**WHAT NEEDS TO BE DONE:** How might the article on DaVita's False Claims Act settlement go on? Continue it from its last sentence.

On Wednesday, Denver-based provider of dialysis services DaVita Healthcare Partners, Inc. agreed to pay $450 million to resolve charges it violated the False Claims Act by purposely creating and then billing the government for unnecessary waste in administering the drugs Zemplar and Venofer to dialysis patients. DaVita is the largest provider of dialysis services in the US with dialysis clinics in 46 states and the District of Columbia. See DOJ Press Releases here and here.
But what makes the settlement so remarkable is not just the heavy payout DaVita agreed to make for alleged False Claims Act violations. Afterall, it was only last fall that DaVita paid $400 million to resolve False Claims Act charges of paying kickbacks for patient referrals to its dialysis clinics, the largest kickbacks settlement ever. See DOJ Catch of the Week. What makes this latest DaVita settlement particularly special is the unprecedented amount of credit and attention the government gave the whistleblowers who brought the action. While the SEC has gone out of its way to hail whistleblowers under the Dodd-Frank Act, the DOJ has been a bit more muted in its love and appreciation for whistleblowers under the False Claims Act.
In announcing this settlement, however, it was all about the whistleblowers. Indeed, the DOJ’s Principal Deputy Assistant Attorney General Benjamin C. Mizer lead off the government’s press release by stressing how the “settlement is an example of what can be accomplished as a result of the successful cooperation between the government and whistleblowers in protecting our vital federal health care programs.” And in a parallel release from the US Attorney’s Office, Acting US Attorney for the Northern District of Georgia John Horn emphasized the “personal sacrifice and courage” of the two whistleblowers who brought this action to expose DaVita’s “knowingly wasteful dosing practices designed simply to increase profits and improperly drain the government’s resources.” The government’s affection and respect for the whistleblowers in this action could not have been made any clearer.

**DATA LISTING:**
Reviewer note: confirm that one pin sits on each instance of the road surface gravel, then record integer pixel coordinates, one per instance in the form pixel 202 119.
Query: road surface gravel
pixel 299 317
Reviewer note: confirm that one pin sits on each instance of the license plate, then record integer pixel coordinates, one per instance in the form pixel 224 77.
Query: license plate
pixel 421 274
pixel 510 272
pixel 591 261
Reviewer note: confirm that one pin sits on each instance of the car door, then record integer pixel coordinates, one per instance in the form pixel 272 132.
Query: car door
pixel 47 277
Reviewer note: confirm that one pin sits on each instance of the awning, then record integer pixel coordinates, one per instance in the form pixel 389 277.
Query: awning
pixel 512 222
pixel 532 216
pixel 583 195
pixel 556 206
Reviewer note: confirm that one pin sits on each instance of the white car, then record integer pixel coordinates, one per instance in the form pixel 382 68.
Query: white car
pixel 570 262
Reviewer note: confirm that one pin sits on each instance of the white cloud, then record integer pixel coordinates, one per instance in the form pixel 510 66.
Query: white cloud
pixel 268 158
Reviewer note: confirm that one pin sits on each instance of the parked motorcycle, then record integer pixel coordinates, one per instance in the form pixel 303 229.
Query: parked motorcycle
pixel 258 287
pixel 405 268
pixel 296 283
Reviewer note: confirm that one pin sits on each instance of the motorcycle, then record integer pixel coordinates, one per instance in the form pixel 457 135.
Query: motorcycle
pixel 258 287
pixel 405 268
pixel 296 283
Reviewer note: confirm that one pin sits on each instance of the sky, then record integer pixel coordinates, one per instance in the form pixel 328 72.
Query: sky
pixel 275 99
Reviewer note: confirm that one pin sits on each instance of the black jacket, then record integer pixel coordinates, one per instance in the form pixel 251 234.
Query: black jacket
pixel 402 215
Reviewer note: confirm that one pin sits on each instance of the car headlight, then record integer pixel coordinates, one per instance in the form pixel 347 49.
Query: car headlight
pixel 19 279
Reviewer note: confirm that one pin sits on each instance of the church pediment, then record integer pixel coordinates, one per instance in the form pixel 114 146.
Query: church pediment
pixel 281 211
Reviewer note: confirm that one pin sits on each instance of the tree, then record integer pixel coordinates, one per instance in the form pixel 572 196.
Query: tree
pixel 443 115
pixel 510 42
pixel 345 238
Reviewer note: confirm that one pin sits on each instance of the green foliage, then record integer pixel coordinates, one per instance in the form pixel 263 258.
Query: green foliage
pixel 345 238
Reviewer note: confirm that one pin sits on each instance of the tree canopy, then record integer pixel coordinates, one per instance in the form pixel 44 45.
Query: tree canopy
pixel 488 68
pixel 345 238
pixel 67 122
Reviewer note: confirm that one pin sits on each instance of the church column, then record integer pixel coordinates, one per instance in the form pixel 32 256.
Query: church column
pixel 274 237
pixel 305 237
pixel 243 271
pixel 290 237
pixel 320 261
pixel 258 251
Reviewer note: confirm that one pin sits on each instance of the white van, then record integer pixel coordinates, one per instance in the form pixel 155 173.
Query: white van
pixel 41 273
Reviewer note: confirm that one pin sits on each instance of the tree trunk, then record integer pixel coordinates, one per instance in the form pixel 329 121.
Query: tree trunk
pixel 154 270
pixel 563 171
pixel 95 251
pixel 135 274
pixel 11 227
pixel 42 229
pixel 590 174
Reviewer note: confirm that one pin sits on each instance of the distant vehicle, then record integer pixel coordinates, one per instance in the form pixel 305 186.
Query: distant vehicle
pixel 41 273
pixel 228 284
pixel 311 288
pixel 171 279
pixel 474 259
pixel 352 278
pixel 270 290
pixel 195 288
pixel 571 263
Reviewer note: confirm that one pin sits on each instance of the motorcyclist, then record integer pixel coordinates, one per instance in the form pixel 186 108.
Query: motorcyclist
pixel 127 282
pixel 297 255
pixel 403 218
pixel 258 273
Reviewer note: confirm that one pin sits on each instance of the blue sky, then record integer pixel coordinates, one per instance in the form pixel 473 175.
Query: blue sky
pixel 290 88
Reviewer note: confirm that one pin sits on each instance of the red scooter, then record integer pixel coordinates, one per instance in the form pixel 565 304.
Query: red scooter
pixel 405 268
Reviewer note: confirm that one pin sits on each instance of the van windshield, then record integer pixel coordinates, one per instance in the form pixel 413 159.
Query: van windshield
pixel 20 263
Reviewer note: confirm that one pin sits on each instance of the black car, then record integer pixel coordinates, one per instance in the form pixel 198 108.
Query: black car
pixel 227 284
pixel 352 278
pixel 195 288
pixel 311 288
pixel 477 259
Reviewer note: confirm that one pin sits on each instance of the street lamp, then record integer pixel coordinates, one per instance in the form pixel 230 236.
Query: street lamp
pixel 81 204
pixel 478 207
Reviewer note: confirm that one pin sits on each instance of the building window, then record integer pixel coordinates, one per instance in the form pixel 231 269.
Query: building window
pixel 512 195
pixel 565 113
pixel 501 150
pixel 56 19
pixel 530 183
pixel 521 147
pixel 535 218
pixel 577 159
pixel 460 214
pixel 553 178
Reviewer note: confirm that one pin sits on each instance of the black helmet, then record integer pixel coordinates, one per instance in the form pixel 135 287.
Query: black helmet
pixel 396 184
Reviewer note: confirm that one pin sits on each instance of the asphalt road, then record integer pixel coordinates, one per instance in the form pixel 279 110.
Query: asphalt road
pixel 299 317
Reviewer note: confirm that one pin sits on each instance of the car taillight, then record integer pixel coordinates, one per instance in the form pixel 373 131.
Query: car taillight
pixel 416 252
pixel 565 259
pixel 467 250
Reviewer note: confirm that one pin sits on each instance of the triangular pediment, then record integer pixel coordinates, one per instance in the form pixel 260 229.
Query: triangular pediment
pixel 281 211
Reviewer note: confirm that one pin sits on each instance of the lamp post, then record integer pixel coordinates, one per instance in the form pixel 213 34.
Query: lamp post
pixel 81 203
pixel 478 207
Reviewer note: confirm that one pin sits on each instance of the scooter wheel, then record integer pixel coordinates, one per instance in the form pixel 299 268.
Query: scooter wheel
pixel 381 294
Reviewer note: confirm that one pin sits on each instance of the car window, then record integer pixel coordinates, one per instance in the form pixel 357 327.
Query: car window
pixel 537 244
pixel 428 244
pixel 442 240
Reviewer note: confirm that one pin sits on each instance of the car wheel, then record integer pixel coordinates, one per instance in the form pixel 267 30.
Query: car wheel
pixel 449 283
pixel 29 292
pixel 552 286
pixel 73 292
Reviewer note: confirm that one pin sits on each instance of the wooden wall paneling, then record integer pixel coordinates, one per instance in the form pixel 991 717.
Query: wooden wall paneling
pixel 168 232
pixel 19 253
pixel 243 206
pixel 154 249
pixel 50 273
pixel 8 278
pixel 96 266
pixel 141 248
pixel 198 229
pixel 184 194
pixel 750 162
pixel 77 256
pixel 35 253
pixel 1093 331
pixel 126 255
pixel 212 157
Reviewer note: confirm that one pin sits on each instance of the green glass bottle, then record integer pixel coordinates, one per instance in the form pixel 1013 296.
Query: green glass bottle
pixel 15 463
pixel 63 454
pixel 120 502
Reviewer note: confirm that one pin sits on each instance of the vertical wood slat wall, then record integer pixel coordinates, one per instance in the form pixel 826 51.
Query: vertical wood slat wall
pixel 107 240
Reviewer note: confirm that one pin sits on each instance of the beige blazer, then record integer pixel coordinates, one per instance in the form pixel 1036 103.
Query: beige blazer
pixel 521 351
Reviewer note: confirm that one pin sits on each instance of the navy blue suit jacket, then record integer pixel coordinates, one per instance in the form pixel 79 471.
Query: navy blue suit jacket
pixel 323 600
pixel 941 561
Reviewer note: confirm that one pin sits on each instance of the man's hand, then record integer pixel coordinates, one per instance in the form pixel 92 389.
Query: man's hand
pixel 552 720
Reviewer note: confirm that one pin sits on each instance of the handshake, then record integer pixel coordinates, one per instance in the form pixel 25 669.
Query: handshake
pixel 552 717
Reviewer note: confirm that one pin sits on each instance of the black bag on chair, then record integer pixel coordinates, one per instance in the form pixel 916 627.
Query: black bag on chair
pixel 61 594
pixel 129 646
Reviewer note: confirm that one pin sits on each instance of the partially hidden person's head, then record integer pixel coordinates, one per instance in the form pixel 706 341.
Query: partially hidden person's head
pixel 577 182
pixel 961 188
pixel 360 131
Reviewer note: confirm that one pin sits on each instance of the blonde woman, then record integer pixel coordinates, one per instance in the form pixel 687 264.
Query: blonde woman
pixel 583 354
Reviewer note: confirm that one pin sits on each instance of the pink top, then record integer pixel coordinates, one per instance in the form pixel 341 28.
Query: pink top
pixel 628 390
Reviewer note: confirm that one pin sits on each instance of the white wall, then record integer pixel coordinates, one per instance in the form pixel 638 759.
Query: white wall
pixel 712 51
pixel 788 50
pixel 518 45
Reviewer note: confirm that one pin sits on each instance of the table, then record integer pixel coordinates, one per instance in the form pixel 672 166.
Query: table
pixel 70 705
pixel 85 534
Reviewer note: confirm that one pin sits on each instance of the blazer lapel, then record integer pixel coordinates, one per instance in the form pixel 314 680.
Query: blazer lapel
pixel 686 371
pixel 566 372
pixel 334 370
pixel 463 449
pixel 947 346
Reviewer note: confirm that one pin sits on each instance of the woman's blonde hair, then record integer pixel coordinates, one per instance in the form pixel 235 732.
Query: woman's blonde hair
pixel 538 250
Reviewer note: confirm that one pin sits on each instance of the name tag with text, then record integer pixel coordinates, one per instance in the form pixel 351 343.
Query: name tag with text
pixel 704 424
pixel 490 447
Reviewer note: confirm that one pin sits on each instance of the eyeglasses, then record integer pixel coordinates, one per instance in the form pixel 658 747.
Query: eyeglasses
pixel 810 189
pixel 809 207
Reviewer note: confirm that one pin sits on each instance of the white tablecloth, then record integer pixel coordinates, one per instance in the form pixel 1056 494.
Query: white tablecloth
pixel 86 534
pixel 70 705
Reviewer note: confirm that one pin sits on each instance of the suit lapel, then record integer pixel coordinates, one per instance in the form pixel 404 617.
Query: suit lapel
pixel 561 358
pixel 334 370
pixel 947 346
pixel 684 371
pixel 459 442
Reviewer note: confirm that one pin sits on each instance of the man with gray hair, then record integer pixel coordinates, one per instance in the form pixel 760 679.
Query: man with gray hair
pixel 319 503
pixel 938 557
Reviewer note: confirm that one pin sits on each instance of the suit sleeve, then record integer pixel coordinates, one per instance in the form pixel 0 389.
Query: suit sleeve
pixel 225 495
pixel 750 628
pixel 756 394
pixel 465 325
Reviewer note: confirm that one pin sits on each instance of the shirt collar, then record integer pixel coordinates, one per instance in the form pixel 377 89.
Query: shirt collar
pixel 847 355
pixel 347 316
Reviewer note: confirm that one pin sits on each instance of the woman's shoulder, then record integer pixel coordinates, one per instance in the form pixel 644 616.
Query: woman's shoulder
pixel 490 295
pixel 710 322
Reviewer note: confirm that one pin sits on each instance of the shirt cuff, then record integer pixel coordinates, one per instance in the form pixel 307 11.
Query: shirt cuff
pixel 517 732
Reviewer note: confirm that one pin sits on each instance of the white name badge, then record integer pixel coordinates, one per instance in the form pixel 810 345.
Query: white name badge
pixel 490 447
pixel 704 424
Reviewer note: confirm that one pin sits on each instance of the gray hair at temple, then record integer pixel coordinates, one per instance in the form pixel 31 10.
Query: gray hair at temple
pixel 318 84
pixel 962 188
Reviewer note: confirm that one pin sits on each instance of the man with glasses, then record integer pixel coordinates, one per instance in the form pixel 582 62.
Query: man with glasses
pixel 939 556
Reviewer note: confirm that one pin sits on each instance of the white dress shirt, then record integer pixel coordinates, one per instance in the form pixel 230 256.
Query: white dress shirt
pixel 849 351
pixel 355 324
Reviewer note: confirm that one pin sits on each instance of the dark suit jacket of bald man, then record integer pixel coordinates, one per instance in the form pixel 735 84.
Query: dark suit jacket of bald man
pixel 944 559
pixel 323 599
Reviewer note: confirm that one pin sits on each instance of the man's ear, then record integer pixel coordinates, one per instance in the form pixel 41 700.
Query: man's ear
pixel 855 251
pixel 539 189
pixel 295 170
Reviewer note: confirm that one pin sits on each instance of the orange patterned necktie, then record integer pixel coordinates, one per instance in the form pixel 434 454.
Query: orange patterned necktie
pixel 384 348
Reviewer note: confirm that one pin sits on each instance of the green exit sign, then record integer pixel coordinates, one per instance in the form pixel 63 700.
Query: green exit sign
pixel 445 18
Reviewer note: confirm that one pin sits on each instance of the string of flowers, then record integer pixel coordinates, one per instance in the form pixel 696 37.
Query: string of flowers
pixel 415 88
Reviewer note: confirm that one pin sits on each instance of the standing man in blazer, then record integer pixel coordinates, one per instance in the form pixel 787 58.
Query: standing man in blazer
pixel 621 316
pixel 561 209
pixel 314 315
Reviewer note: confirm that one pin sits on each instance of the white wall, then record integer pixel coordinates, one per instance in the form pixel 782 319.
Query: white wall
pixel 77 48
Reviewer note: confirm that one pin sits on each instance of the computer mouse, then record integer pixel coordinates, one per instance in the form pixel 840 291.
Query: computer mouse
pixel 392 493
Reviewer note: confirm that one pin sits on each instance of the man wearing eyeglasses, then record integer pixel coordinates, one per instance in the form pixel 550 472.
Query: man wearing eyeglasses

**EXERCISE OUTPUT:**
The two whistleblowers, Dr. Alon Vanier and nurse Daniel Barbir, filed their lawsuit against DaVita under the qui tam provisions of the False Claims Act. They charged DaVita with designing dosing grids and dosing protocols to create unnecessary waste of the drugs Venofer and Zemplar. These drugs are packaged in single-use vials and when the amount of the drug does not match the dosage specified by the physician, the left-over amount is thrown out. At the time of the alleged scheme, Medicare would still reimburse a dialysis provider for the discarded amount. According to the whistleblowers, DaVita purposely devised the dosages to maximize the amount discarded and thus maximize the Medicare reimbursement. So with the iron supplement Venofer, for example, which is packaged only in a single-use vial size of 100 mg, DaVita allegedly required nurses to administer this drug in small amounts and at frequent intervals to maximize wastage.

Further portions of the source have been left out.